• **Supplied records**
— START —
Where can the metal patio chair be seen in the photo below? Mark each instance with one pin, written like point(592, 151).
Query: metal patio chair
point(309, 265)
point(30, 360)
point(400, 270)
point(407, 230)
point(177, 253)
— END —
• **The problem**
Reproduce the material above with "metal patio chair" swapped for "wooden garden bench", keeping everything else unchanged.

• **Worked solution**
Where can the wooden garden bench be seen in the photo below? Mark each instance with one pin, written like point(592, 151).
Query: wooden garden bench
point(309, 265)
point(30, 360)
point(400, 270)
point(407, 230)
point(177, 253)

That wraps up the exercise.